━━ PROVIDED DATA ━━
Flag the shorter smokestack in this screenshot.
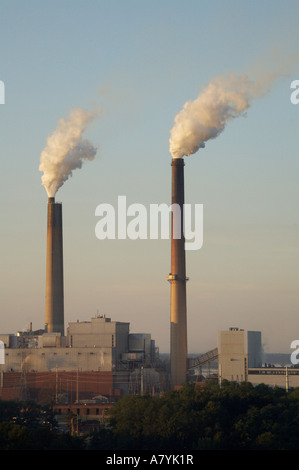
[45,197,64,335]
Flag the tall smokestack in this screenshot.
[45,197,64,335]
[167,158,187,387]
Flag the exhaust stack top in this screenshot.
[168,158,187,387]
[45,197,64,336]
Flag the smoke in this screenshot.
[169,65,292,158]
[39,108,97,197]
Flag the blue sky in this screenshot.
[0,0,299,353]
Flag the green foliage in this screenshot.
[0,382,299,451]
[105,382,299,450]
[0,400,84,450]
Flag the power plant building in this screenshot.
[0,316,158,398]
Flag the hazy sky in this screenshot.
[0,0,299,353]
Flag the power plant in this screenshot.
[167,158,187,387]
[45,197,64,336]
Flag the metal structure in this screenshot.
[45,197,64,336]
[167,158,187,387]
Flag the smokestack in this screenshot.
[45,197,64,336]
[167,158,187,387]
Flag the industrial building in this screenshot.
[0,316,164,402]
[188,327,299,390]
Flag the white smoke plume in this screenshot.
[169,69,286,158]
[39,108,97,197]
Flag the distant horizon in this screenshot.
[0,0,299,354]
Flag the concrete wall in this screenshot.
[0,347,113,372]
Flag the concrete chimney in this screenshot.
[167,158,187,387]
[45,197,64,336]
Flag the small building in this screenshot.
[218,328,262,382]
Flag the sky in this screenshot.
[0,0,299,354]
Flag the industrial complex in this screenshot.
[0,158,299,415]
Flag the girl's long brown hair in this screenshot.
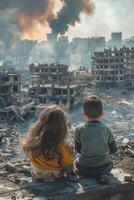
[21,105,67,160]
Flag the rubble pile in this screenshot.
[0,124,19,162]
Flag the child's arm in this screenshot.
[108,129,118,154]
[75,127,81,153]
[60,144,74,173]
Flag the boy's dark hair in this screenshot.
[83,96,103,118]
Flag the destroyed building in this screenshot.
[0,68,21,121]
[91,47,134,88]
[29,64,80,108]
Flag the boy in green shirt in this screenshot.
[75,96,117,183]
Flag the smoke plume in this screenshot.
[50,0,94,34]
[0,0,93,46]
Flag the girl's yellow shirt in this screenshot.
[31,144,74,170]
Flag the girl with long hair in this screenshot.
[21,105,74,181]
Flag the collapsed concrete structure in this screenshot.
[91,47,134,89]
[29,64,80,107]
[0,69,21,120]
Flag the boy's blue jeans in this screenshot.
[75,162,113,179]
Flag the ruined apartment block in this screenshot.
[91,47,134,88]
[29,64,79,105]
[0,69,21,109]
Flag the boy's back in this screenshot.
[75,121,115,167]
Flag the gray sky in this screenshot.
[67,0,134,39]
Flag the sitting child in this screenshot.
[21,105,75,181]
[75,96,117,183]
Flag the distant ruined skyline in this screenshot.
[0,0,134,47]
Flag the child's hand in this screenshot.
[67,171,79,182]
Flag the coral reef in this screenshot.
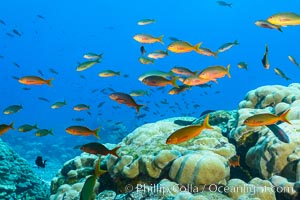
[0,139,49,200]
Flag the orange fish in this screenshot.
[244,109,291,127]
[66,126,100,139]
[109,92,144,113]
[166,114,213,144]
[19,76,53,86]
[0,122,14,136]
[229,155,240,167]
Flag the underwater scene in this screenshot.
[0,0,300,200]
━━━
*SHORT PROBLEM*
Could you resize the stretch from the start of the lines through the line containing "[0,347,113,372]"? Reproduce every line in it, multiplying each bounding-box coordinate by 0.35 and rounding to a whole number (halves round up), and leave the pictures out.

*EXERCISE RESULT*
Flag the shorter smokestack in this screenshot.
[16,69,22,117]
Flag the tall smokestack in this screenshot.
[16,69,22,117]
[58,55,65,135]
Flag the exhaust stack top in this screenshot.
[59,55,65,135]
[16,69,22,118]
Flag the smoke in this screenshot.
[59,23,102,55]
[14,38,34,69]
Flag the blue sky in this screenshot.
[0,0,105,124]
Flag the green foliage in this screenshot.
[0,134,105,158]
[37,134,105,158]
[0,140,29,158]
Flag the power plant building in this screenshot.
[0,111,55,139]
Flag the hazy sky in this screenshot.
[0,0,105,124]
Flag the power plant in this screenshot.
[58,55,65,135]
[16,69,22,118]
Flag the metal structure in this screenshot.
[16,69,22,118]
[58,55,65,135]
Flag the smokestack in this screenshot.
[16,69,22,118]
[58,55,65,135]
Flag the industrial building in this screenshot.
[0,111,57,141]
[66,114,105,137]
Flag the white smoke plume in this screenshot.
[59,24,100,55]
[14,38,34,69]
Flag the distant horizon in this screenshot.
[0,0,105,124]
Flag the concrete wall in this screenshot.
[0,121,40,130]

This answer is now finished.